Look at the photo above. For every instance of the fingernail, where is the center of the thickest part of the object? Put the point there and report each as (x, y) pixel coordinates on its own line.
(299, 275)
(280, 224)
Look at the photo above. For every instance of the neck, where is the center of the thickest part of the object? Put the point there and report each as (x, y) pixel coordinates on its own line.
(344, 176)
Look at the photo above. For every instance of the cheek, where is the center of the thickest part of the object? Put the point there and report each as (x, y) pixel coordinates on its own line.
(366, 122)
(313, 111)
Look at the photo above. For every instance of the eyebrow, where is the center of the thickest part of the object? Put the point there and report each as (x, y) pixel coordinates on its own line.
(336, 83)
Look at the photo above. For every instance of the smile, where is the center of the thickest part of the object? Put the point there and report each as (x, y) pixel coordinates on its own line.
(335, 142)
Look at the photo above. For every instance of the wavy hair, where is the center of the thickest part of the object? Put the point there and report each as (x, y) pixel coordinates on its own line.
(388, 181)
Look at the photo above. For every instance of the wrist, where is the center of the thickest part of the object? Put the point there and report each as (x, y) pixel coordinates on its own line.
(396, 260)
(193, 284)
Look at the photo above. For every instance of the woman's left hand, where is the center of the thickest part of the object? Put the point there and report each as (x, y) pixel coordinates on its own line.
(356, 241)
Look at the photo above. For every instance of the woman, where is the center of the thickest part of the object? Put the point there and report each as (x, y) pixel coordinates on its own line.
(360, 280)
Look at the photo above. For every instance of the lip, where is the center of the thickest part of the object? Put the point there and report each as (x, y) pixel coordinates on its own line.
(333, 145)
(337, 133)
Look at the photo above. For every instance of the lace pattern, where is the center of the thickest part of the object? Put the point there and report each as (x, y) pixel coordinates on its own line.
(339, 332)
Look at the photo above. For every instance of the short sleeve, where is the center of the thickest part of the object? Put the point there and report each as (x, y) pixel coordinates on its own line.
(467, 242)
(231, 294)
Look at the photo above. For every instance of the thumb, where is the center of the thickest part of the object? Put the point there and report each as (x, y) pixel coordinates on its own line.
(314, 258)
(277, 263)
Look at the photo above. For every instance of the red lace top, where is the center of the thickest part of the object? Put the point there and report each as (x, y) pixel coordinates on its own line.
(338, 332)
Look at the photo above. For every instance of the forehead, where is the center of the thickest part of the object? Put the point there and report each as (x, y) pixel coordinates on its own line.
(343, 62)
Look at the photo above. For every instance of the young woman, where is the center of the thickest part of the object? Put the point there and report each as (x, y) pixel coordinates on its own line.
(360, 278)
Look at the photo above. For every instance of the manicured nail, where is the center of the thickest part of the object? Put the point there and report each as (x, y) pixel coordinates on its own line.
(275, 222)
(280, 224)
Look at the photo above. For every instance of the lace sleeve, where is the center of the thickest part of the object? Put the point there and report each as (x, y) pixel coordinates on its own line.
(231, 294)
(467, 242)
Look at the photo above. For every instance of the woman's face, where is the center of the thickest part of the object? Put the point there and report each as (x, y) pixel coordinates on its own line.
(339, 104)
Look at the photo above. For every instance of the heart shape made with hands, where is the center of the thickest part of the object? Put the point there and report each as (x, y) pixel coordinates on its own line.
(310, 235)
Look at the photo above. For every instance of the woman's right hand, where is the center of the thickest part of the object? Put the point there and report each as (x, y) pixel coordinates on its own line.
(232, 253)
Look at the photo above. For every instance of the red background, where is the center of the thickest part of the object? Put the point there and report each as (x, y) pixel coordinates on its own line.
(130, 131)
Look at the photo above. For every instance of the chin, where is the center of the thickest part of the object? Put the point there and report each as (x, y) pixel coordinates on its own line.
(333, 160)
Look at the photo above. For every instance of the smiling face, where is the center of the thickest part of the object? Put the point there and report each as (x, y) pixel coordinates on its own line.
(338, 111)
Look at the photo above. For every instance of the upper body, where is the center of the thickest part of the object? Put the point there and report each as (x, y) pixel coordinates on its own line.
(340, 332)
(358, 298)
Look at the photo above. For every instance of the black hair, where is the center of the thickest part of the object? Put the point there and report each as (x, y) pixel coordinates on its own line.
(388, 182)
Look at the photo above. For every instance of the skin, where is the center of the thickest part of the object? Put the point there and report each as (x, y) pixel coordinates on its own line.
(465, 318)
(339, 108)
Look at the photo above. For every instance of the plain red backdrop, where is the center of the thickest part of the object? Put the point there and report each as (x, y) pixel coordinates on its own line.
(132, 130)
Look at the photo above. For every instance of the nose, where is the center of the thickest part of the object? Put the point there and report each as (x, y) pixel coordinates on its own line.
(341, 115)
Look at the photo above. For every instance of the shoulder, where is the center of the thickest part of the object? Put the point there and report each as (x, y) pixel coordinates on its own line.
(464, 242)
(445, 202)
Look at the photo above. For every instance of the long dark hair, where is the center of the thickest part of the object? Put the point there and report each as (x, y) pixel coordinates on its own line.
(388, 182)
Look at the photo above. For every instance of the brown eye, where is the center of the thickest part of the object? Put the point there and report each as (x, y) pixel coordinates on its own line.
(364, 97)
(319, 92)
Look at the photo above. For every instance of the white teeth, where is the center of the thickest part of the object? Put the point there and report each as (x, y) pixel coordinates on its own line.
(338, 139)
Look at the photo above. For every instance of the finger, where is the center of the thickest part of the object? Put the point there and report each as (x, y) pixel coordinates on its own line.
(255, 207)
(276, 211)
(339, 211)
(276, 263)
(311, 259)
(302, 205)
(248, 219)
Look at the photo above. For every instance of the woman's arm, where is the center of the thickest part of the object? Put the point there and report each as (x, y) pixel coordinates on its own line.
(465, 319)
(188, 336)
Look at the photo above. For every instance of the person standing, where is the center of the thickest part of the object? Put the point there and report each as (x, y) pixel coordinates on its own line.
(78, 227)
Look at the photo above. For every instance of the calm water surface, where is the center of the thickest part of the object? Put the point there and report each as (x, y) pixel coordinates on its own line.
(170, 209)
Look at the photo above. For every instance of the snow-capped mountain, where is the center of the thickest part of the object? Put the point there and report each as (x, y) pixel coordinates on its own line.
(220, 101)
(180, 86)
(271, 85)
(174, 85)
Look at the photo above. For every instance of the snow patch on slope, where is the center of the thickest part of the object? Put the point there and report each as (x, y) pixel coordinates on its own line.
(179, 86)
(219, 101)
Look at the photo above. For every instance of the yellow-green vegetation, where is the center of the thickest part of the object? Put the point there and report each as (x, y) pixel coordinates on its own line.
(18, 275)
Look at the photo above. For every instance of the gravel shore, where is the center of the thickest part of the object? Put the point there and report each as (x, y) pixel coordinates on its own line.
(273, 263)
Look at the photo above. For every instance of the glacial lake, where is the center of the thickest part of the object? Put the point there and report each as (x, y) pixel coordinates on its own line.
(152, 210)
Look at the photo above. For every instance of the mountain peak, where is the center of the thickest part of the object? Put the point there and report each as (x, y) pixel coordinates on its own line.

# # # # # # #

**EXERCISE DIRECTIONS**
Write every record above out again exactly as it stands.

**OUTPUT OF THE EXERCISE**
Look at the photo above. For every instance of the fingernail, where is the center of the thickest part of the object? Put the point there and report each as (x, y) pixel coordinates on its own line.
(299, 275)
(280, 224)
Look at the photo above. For every instance of the neck, where is the center of the thickest part of the object? Put the point there and report each as (x, y) pixel coordinates on its own line.
(344, 176)
Look at the photo above. For every instance of the cheek, where is the center of the thickest part of the object? Put the point there and report each as (x, y) pixel coordinates on its own line.
(366, 122)
(313, 111)
Look at the photo above. For every instance of the eyebrow, where is the center of the thickest part of the object? Put the point there and report each as (x, y) pixel coordinates on its own line.
(336, 83)
Look at the photo above. For every instance of the smile, where is the center of the thickest part of the object? Put the point there and report each as (x, y) pixel coordinates on its own line.
(335, 142)
Look at the photo above. For every instance of the wavy hair, where is the center of the thickest part of the object? Put the point there and report each as (x, y) pixel coordinates on its own line.
(388, 181)
Look at the photo above. For every instance of the wrist, where is the center of the thickest part of the object? Put the point there and report each as (x, y) pixel coordinates on its own line.
(396, 260)
(193, 284)
Look at the photo above. For every instance of the woman's left hand, where is the center of the thickest part of the object? Put the point there and report each as (x, y) pixel coordinates on its own line.
(356, 241)
Look at the photo above. For every instance of the woman, where is the center of the thickest part of the object? Put the point there and report each as (x, y) pixel coordinates on its own line.
(360, 280)
Look at the photo above. For every instance of the lip, where is the center of the thickest part of the object? Put the point there and report each as (x, y) pixel coordinates on its own line.
(333, 145)
(337, 133)
Look at the photo above. For every instance of the lace pattern, where is the center of the thickest part of the object? Put the point there and report each as (x, y) pixel coordinates on its own line.
(339, 332)
Look at the photo above. For every instance of the short sleeve, where is the center of the thickest part of the object? Put the point there and report each as (x, y) pixel coordinates on its own line.
(467, 242)
(231, 294)
Look at the photo above. For every instance of the thumb, where is the center of the thickest part of the object? Put the point there and report each as (x, y) pixel coordinates on its own line.
(314, 258)
(277, 263)
Look at the photo above. For every instance of the red lace top, where is the center of the thickest part of the object? Put the point there and report each as (x, y) pixel coordinates on its own line.
(338, 332)
Look at the photo above. For every instance of the forehead, where is the center of the thickest part of the object? Put the point there and report each as (x, y) pixel coordinates on its own line.
(343, 62)
Look at the photo above. For every instance of the young woman, where is the center of the thickest part of the object? Put the point there and report each as (x, y) pixel coordinates on its own line.
(360, 278)
Look at the photo above. For every instance of the manicured nail, where is the center of the thickest part of the object? Put the point there and report each as (x, y) pixel coordinates on its own line.
(275, 222)
(280, 224)
Look at the photo above. For every instance of the lace sleeve, where is the center of the thickest part of the object? Put the point there and report each as (x, y) pixel coordinates on its own line.
(231, 294)
(467, 242)
Look at the photo above. For every instance of the woman's face, where is the center of the thickest part of the object? Put the point there and report each as (x, y) pixel coordinates on its own line.
(339, 104)
Look at the photo above. For every instance of the heart shape made with hands, where is the center of the thickest part of the object? Put the point there and report each as (x, y) pixel coordinates on its own line.
(310, 235)
Look at the photo above. For every instance of the woman's right hand, where is the center of the thickest part of the object? Put the point there and report each as (x, y) pixel coordinates on its own line.
(232, 253)
Look at the photo above. For every instance of the red background, where is the center of the thickest part of the object? Put the point there and report each as (x, y) pixel coordinates on its own line.
(130, 131)
Look at the photo above. For every instance of the chin, where is the center of the thickest part of the object? Put the point there and report each as (x, y) pixel coordinates on its own line.
(333, 160)
Look at the photo above. For every instance of the smiling face, where is the center of the thickest part of the object? Put the point there and report each as (x, y) pixel coordinates on its own line.
(338, 111)
Look at the photo above. For every instance of the upper body, where is the center of the thickest part of the object? Put the point there and report each as (x, y) pixel coordinates on its own line.
(340, 332)
(358, 298)
Look at the photo above. For every instance of the black hair, where is the center of the thickest part of the object? Put the point there and report each as (x, y) pixel coordinates on its own line.
(388, 182)
Look at the photo above. For every instance of the skin, where is the center of the thickest part of the object? Put the point there and report each as (x, y) pixel coordinates on its own line.
(465, 318)
(339, 108)
Look at the photo above. For every instance of the plain red backdrop, where is the center of the thickest part of the object? Put the point there and report each as (x, y) pixel coordinates on its own line.
(132, 130)
Look at the photo above. For every instance of the nose, where is the center of the thickest part of the object? Put the point there and report each as (x, y) pixel coordinates on its own line.
(341, 115)
Look at the photo above. For every instance of the shoulder, where is the center of the thickest part of the object? Put the point there and report each as (x, y) pixel coordinates on its own line.
(464, 242)
(445, 202)
Look at the photo above. For every instance of the long dark hair, where is the center of the thickest part of the object? Put the point there and report each as (x, y) pixel coordinates on its own line.
(388, 182)
Look at the photo above. For every instance of the brown eye, where is the center of the thickest part of the object? Put the point there and report each as (x, y) pixel coordinates on its own line.
(364, 97)
(319, 92)
Look at the photo above. For every instance of the white teeth, where is the center of the thickest part of the object? Put the point there and report each as (x, y) pixel coordinates on its own line.
(338, 139)
Look at the photo above. For every instance of the finger, where is the center of the thickest part of the object? Put the point there and report each as (x, y) pixel coordinates on its own line.
(255, 207)
(276, 211)
(339, 211)
(276, 263)
(311, 259)
(302, 205)
(248, 219)
Look at the photo above. For every instance of the woman's arm, where is the center of the thickest part of the object? Put the point there and report each as (x, y) pixel coordinates on its own line.
(465, 319)
(188, 336)
Look at the photo above. For every instance of the person standing, where is the center of the thickest part of the object? Put the point there and report each as (x, y) pixel coordinates on its own line.
(78, 227)
Look at the photo above. For every instance of the calm water surface, where is the center of the thickest part of the object? Put the point there and report each as (x, y) pixel coordinates on its own line.
(170, 209)
Look at the photo above. For every instance of the snow-capped mountain, where is the center of the thickest part of the object? Put the point there and report each as (x, y) pixel coordinates on its own line.
(220, 101)
(180, 86)
(271, 85)
(174, 85)
Look at the photo above. For every instance of the snow patch on slope, where is the center of the thickest part of the object? Put the point there and report each as (x, y) pixel coordinates on its own line.
(179, 86)
(219, 101)
Look at the photo above. For every instance of the yellow-green vegetation, where is the center of the thickest part of the object? Put the point there and report each as (x, y) pixel coordinates on its own line.
(18, 275)
Look at the photo above. For every instance of the gravel shore, where is the center of the thickest part of the object? Put the point there and report each as (x, y) pixel coordinates on its own line.
(273, 263)
Look at the photo above. For every instance of the glacial lake, where is the center of the thickest part of the object? Put the point there and report each as (x, y) pixel coordinates on its own line.
(152, 210)
Look at the photo above. For every instance of the mountain peak, where is the center of the thickest part of the object? Put the point there and report each as (x, y) pixel coordinates on its own line.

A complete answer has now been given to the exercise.